■ TASK BRIEF
Extract from the entries below, exactly as given, only the lines from the line containing "target | broken concrete block" to the line containing "target | bicycle front wheel", both lines included.
-- THE DATA follows --
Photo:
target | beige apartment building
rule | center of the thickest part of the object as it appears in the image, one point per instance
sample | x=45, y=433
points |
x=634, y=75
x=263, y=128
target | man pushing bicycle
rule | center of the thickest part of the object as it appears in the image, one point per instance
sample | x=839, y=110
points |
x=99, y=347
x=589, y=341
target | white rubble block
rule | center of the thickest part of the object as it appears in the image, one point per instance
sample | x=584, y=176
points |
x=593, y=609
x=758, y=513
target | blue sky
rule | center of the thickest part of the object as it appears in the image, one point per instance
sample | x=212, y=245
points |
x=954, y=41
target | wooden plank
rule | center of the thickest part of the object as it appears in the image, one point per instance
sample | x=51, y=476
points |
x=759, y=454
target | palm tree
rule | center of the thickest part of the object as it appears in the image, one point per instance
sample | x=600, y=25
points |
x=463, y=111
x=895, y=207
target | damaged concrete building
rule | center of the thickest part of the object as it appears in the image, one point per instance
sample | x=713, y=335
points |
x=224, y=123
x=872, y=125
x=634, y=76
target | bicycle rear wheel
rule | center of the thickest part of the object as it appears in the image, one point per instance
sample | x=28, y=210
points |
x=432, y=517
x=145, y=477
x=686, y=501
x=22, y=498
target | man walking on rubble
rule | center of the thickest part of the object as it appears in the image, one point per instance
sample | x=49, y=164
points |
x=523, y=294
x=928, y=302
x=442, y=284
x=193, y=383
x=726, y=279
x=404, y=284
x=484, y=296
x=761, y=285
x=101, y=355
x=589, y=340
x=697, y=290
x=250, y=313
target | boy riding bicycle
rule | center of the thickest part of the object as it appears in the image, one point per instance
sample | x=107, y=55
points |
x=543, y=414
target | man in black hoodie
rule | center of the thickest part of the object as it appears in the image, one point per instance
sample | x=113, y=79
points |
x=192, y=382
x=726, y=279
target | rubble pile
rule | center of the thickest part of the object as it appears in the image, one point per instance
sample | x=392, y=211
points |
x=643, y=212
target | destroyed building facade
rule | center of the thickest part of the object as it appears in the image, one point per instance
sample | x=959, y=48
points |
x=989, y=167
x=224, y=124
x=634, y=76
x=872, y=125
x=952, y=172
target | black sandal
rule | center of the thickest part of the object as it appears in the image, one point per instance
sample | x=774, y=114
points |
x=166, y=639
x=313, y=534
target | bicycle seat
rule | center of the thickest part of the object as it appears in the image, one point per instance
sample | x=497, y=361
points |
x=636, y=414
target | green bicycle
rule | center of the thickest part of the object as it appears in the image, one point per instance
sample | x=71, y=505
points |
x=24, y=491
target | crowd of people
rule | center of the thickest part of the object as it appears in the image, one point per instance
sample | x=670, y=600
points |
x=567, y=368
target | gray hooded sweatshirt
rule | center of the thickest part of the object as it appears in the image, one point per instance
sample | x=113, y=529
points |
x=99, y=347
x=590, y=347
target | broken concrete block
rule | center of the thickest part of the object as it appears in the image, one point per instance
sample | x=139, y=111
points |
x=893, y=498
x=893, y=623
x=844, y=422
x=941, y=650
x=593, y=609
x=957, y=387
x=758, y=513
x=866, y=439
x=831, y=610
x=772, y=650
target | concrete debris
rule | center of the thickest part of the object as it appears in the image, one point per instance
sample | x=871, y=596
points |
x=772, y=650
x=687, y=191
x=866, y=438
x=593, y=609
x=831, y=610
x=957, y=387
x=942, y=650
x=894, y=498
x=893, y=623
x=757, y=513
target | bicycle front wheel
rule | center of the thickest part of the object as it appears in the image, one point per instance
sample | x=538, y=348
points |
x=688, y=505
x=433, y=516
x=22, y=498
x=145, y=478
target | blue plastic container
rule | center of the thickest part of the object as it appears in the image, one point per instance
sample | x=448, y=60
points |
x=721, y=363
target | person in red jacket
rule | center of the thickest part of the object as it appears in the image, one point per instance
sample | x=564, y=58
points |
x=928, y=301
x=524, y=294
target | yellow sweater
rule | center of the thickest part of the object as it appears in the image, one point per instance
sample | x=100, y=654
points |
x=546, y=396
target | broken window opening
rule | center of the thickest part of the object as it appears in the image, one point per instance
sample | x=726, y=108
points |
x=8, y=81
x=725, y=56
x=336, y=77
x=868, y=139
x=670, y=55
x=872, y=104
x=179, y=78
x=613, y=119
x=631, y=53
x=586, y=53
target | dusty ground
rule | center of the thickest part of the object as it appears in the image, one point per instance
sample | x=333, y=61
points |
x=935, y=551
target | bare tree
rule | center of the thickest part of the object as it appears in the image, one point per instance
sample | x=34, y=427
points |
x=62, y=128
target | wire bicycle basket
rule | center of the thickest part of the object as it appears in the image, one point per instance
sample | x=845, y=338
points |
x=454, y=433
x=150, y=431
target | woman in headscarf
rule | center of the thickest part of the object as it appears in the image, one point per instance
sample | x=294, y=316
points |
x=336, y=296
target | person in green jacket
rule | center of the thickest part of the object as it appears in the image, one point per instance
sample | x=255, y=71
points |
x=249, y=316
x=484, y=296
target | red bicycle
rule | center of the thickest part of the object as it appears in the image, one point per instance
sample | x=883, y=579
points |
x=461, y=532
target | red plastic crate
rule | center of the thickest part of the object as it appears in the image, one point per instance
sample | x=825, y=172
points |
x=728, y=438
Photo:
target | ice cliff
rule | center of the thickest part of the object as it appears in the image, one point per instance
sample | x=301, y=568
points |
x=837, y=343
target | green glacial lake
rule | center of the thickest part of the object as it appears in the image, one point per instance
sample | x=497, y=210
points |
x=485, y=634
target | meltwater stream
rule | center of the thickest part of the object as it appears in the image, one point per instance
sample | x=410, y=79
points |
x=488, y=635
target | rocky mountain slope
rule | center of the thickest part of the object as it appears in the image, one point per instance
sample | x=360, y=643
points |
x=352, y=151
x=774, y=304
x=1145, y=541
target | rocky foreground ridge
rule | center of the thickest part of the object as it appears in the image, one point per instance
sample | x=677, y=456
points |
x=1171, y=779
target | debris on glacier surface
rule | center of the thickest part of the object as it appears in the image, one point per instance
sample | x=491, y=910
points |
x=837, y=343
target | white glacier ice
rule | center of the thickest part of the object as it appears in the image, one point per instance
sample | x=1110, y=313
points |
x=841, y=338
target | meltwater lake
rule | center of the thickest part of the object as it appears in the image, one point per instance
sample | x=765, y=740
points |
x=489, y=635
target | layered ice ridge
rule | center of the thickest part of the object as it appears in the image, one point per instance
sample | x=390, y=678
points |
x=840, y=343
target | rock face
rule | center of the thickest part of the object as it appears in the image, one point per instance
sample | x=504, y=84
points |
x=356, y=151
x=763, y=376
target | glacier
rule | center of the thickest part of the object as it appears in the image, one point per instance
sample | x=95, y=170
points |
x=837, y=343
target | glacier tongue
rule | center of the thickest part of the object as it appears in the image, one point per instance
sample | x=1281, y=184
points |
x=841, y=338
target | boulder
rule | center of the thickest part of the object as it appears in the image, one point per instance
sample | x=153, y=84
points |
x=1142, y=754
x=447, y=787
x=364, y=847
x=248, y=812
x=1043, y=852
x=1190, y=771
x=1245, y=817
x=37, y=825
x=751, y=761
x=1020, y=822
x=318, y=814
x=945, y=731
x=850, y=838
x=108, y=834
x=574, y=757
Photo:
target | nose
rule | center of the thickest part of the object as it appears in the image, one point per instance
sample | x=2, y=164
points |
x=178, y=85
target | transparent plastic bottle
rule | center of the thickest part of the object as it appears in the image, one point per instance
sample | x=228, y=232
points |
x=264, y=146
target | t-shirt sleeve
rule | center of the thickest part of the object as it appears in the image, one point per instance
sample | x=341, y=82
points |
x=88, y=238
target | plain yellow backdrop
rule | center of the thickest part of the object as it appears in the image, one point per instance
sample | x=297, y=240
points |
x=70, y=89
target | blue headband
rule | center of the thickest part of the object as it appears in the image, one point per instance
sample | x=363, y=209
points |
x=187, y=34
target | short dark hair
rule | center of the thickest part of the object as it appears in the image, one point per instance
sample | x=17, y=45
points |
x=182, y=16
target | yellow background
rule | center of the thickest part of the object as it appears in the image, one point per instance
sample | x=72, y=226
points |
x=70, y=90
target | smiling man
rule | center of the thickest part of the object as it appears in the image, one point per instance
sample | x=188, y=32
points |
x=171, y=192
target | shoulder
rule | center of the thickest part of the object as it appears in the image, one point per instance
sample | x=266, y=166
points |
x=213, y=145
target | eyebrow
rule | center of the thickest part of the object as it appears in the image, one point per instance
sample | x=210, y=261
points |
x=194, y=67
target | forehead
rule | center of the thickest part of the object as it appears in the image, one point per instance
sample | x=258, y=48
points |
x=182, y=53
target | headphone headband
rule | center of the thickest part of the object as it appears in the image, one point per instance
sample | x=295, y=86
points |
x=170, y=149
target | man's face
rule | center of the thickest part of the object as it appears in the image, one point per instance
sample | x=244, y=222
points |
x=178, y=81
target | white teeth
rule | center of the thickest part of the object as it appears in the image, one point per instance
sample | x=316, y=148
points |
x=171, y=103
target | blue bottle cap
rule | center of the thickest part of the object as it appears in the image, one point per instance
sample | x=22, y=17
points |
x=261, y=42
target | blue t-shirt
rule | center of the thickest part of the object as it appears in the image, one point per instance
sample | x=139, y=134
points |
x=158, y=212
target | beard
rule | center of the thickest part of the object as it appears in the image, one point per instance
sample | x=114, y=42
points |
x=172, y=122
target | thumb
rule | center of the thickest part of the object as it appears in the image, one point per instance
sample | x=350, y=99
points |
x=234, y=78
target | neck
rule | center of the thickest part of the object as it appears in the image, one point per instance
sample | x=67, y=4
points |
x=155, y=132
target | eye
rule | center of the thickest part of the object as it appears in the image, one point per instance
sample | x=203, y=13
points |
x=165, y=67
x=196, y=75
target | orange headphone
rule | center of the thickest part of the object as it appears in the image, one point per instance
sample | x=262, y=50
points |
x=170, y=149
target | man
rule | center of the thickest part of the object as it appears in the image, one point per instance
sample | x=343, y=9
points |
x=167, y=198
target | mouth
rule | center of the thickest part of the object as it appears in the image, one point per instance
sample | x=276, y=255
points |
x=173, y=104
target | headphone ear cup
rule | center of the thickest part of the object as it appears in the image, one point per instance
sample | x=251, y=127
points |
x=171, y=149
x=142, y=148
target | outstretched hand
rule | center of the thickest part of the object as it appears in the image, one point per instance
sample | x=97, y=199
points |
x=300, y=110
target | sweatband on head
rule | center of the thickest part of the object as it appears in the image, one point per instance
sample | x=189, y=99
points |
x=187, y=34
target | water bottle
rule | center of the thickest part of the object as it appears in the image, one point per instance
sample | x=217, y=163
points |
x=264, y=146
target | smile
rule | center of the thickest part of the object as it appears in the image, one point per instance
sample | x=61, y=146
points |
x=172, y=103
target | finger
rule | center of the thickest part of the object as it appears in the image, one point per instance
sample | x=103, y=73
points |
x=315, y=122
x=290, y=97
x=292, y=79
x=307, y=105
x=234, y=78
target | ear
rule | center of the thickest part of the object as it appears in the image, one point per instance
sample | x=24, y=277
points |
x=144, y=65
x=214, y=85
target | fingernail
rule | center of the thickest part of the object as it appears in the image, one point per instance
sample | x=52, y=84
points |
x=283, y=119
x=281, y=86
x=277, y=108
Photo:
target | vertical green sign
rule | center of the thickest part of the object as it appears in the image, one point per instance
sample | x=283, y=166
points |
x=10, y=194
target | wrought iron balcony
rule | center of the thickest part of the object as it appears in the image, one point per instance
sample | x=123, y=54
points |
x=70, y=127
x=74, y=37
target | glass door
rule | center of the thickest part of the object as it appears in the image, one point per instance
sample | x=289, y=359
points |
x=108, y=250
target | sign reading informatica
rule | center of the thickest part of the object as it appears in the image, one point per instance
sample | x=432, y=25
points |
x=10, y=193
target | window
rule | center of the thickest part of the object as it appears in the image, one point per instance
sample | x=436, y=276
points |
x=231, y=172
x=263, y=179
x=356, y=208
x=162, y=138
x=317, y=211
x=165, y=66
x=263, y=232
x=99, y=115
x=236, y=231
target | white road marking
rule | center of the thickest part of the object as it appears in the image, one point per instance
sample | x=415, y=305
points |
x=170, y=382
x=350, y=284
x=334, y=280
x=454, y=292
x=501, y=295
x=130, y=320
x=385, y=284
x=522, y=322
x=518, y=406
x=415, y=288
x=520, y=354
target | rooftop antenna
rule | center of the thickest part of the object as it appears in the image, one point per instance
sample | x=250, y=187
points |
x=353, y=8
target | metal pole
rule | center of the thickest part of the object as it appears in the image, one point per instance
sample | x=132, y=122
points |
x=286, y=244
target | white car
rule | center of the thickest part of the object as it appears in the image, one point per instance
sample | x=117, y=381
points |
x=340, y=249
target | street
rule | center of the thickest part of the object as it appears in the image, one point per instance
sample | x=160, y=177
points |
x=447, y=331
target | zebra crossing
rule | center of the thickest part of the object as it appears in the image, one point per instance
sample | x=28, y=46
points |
-- THE DATA concluded --
■ SOLUTION FOR THIS PROBLEM
target | broken concrete block
rule | center of the thickest part of the object as it appears in the image, one point per instance
sample | x=139, y=111
points |
x=893, y=498
x=893, y=623
x=844, y=422
x=941, y=650
x=593, y=609
x=957, y=387
x=758, y=513
x=866, y=439
x=831, y=610
x=772, y=650
target | concrete debris
rule | center of the thickest part of the object as it appears in the image, one point per instance
sample | x=871, y=596
points |
x=772, y=650
x=687, y=191
x=866, y=438
x=593, y=609
x=831, y=610
x=957, y=387
x=942, y=650
x=894, y=498
x=893, y=623
x=757, y=513
target | bicycle front wheel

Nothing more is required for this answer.